------ Given records ------

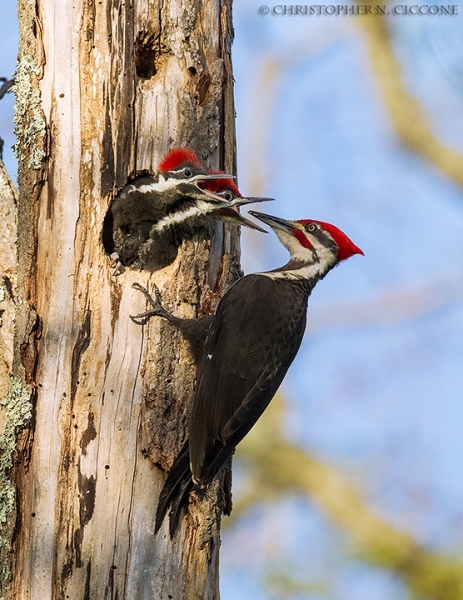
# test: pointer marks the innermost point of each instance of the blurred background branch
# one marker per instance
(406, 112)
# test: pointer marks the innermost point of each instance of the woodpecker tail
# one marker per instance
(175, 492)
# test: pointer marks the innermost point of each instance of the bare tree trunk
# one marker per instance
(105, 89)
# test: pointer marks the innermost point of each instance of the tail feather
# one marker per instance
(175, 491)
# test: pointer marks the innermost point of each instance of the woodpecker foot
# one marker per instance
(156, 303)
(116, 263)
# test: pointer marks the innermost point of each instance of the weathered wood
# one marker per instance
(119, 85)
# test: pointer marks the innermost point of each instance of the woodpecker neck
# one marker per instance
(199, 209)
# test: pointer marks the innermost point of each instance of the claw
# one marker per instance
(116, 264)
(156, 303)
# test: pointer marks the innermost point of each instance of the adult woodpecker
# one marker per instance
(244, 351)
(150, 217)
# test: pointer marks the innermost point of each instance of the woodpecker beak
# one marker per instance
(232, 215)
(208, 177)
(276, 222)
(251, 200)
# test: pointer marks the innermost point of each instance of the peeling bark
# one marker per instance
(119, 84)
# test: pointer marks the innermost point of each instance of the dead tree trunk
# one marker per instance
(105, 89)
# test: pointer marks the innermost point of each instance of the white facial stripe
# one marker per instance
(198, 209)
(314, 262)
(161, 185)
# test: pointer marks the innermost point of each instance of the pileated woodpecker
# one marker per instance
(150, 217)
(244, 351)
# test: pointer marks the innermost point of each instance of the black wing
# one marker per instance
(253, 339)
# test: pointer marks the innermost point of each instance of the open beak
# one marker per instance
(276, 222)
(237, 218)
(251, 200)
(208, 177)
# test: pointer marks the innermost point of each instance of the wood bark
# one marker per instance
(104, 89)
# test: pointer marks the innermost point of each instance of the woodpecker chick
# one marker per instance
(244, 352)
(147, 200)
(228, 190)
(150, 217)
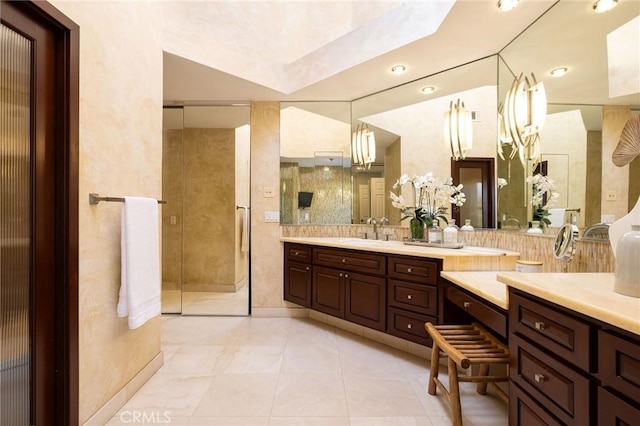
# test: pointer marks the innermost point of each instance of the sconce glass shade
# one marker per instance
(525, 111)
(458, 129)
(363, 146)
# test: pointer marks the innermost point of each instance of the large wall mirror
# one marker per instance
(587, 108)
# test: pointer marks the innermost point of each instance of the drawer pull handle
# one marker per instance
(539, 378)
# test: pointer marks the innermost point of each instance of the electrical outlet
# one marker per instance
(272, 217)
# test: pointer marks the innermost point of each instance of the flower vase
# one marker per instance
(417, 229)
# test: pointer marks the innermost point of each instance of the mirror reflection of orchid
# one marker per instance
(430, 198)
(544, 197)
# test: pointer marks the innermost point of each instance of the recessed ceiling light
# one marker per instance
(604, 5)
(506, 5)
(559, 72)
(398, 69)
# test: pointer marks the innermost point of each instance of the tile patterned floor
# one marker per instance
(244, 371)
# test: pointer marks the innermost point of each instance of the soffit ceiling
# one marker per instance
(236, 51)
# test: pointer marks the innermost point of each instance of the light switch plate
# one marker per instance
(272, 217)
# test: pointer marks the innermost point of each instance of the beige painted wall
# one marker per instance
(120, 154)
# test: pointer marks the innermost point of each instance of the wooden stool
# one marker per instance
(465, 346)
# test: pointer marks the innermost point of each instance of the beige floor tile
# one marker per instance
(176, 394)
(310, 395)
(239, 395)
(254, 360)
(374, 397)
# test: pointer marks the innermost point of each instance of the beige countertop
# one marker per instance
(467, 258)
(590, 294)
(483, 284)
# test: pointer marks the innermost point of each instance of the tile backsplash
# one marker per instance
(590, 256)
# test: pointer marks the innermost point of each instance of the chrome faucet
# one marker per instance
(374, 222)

------
------ Given records ------

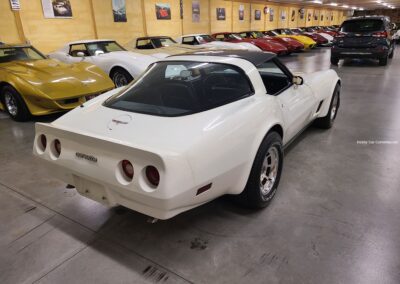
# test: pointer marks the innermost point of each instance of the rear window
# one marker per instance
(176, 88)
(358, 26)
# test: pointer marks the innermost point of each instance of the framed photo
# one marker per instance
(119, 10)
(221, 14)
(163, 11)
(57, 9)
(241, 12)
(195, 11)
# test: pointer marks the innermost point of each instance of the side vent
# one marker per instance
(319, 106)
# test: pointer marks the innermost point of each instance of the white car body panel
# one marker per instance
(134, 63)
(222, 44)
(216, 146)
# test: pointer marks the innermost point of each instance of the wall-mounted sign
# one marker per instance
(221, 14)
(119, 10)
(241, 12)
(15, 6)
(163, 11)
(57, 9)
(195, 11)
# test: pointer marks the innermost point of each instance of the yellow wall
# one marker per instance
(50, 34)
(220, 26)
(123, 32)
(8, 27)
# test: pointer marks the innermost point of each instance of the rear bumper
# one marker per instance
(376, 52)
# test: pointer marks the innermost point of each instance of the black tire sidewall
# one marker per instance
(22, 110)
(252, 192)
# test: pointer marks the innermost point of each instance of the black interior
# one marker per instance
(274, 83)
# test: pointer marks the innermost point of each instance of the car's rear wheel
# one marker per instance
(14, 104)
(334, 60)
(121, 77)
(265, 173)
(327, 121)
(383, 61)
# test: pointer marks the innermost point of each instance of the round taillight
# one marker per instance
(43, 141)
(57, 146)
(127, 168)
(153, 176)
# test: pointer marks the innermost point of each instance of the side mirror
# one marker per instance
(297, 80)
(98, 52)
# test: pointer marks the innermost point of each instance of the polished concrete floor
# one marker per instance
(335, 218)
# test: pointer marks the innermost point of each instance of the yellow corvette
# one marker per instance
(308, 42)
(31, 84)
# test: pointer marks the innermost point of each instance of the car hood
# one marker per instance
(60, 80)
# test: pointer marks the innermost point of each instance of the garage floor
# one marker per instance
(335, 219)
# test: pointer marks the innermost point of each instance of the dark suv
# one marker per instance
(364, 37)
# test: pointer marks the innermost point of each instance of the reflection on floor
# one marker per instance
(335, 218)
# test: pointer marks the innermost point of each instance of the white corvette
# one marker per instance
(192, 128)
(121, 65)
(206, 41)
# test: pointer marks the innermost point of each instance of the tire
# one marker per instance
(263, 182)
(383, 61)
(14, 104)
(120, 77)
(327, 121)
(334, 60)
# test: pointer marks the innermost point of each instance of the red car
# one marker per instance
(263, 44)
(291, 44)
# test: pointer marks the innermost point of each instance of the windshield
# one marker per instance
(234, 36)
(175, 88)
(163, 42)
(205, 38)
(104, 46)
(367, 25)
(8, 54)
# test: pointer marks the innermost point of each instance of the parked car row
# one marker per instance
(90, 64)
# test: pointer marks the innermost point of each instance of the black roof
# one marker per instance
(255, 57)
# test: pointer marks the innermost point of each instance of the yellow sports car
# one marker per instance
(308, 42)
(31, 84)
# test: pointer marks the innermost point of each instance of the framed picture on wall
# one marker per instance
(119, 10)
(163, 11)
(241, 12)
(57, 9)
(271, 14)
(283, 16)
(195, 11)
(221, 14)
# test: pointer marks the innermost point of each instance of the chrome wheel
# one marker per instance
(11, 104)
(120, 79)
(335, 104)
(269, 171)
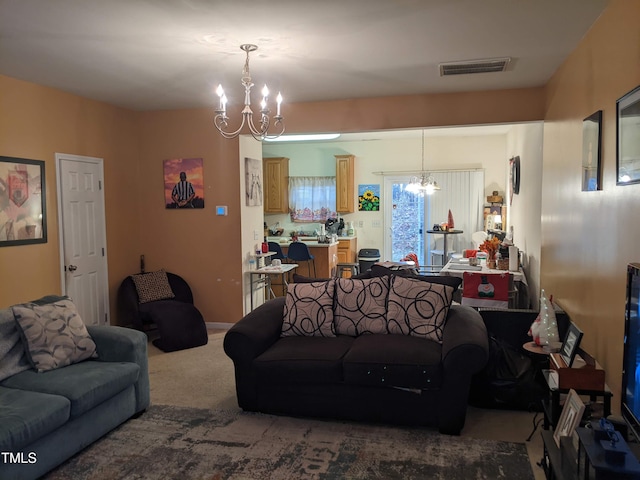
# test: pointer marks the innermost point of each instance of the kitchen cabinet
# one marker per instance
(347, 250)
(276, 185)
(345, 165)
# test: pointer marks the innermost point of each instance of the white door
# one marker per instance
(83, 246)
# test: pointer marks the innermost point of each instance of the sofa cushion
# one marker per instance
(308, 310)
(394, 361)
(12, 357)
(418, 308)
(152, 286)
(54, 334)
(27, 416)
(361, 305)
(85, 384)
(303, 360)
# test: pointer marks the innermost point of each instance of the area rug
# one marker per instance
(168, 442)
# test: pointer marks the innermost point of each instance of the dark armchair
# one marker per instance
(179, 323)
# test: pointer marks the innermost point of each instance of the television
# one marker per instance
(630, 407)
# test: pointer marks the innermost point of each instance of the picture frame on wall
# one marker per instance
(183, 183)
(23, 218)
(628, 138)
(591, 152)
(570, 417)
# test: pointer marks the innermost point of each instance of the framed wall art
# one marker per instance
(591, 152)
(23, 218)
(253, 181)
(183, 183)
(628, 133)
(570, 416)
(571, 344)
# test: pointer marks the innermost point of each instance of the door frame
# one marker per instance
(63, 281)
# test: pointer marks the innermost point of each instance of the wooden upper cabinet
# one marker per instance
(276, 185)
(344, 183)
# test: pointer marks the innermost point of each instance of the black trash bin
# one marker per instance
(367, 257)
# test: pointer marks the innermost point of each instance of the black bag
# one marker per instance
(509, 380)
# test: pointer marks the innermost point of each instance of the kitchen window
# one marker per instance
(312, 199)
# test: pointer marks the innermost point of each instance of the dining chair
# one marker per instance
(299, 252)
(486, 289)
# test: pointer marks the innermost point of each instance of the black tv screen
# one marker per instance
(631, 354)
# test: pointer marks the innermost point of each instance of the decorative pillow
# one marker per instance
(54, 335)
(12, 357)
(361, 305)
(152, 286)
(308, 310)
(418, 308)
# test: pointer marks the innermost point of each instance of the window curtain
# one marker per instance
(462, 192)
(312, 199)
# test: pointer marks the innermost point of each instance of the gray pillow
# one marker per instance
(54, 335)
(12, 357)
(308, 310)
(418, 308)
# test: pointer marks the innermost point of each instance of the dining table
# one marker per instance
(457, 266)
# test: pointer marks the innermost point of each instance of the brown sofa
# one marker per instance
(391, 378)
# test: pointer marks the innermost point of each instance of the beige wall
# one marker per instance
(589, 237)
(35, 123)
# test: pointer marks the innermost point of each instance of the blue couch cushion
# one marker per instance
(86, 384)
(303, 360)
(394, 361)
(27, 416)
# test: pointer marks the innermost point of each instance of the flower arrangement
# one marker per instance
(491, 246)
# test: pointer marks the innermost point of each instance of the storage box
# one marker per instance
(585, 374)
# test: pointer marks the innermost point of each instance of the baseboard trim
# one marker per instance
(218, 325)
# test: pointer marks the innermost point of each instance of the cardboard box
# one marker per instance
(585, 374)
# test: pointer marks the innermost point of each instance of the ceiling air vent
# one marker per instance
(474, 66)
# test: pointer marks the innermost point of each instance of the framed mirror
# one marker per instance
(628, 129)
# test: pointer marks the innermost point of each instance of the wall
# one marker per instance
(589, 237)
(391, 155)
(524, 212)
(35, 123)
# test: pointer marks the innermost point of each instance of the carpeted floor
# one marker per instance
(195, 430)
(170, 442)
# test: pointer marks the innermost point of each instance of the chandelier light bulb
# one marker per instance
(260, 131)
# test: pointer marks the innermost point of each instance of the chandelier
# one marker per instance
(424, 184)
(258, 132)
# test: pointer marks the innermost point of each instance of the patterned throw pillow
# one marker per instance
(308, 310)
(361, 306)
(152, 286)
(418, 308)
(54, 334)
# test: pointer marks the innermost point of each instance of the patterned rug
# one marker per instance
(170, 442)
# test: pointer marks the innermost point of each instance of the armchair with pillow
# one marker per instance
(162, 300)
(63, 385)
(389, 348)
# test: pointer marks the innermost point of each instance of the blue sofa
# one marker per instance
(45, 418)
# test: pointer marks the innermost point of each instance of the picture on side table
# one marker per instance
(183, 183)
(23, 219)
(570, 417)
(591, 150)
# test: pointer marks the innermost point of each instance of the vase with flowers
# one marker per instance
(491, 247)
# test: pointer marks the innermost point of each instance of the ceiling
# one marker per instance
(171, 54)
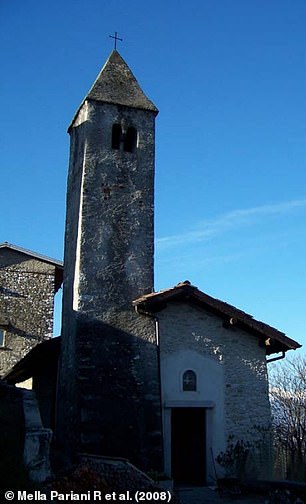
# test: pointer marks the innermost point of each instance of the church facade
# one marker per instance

------
------ Given records ------

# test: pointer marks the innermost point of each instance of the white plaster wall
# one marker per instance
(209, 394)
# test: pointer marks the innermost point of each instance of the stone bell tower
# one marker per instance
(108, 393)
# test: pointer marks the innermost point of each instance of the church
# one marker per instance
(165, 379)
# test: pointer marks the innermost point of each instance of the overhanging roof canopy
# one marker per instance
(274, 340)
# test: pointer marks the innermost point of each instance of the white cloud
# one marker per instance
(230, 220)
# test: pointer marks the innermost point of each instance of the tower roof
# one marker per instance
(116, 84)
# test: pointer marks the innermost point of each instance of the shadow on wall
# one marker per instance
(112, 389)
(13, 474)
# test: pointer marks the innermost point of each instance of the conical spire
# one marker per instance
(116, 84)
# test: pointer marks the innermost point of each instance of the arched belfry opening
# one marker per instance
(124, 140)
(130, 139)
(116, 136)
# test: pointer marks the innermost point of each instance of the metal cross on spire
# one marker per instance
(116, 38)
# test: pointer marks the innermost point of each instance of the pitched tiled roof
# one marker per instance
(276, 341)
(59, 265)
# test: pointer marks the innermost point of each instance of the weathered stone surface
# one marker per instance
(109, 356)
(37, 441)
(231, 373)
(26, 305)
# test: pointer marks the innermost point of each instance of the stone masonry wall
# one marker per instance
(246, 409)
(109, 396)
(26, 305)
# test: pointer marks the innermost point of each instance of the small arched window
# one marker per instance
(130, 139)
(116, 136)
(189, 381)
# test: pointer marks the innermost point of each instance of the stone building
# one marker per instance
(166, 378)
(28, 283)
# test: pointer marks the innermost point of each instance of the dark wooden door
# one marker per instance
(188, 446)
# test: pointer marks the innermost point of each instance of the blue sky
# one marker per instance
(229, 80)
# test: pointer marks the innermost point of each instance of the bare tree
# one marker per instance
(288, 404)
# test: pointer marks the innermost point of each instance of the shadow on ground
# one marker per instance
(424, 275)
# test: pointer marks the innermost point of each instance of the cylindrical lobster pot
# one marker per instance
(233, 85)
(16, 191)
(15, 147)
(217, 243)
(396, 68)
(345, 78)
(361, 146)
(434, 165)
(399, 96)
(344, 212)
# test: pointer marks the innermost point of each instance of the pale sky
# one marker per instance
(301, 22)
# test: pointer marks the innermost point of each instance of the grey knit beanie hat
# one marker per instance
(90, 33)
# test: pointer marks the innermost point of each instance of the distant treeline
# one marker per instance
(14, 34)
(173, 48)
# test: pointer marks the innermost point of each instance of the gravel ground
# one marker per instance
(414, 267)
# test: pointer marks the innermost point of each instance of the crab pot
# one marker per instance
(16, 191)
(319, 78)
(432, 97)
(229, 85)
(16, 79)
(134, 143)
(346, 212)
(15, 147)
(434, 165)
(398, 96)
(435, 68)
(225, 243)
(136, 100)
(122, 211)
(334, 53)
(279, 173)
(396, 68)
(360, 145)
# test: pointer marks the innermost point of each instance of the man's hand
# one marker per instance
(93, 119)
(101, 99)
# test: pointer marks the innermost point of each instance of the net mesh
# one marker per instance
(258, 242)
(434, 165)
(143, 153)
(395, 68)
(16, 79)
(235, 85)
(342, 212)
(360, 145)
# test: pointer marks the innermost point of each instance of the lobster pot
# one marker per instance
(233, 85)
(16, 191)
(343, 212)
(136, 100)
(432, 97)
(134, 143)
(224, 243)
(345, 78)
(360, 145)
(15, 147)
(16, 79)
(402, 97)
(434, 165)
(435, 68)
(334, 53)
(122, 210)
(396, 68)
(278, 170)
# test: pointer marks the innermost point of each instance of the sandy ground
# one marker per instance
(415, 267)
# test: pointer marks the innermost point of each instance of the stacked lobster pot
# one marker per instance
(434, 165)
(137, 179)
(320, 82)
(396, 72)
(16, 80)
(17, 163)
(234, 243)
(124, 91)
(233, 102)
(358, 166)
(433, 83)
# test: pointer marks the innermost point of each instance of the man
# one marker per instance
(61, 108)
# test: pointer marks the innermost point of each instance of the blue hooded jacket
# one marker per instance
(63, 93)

------

Find every row above that contains the string "lobster", and copy each of those rows in full.

Exercise answer:
# test: pointer marks the innermost point of each instance of the cylindrical lobster pot
# test: pointer marks the innermost point of each instance of the lobster pot
# test: pointer marks the innermost point of each instance of the stacked lobster pot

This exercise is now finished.